• FRAGMENTO SELECCIONADO:
·····

En el siglo XX, las mujeres en forma individual y en conjunto siguieron rompiendo barreras. La gran ola del sufragismo mundial se agigantó en los años 30, pero México se quedó rezagado por la duda, en una elección concreta, sobre por quién iban a votar las mujeres, quién las iba a manipular, siempre menospreciando sus capacidades para tomar decisiones.
De este modo, las mujeres siguieron exigiendo derechos y los hom bres siguieron valorando cuándo iban a hacer concesiones y en qué medida.
Ya logrado el objetivo de participar en lo público, no se modificaron las obligaciones asignadas en lo privado. Las tareas de cuidado y organización de la casa les siguieron tocando en su totalidad. Se aceptaron las retadoras y extenuantes dobles jornadas. Fue mucho más tarde cuando se comenzó a reflexionar acerca de la necesaria presencia de los hombres en lo privado. Esto es, involucrarlos en su responsabilidad en el cuidado de los hijos o de las personas mayores y, en general, en la organización del hogar. Vinieron, por supuesto, las resistencias.

·····

• FRAGMENTOS DE DATOS:
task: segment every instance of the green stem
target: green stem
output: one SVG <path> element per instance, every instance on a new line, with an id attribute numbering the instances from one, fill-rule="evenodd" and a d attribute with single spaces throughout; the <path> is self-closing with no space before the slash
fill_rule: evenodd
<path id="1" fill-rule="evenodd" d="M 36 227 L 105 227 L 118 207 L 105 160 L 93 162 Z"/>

·····

• EJERCICIO PROPUESTO: Prosigue el texto sobre los derechos de las mujeres en México a partir de su última oración. Las filas son un material aparte del texto sobre los derechos de las mujeres en México.

• RESPUESTA AL EJERCICIO:
Cuando estamos por conmemorar los 70 años del sufragio femenino en México, es importante hacer el recuento de lo avanzado; pero también urge enfocarse en lo privado. Hoy queda claro que fomentar masculinidades positivas en el espacio doméstico es una tarea indispensable para avanzar en la larga lucha por la igualdad.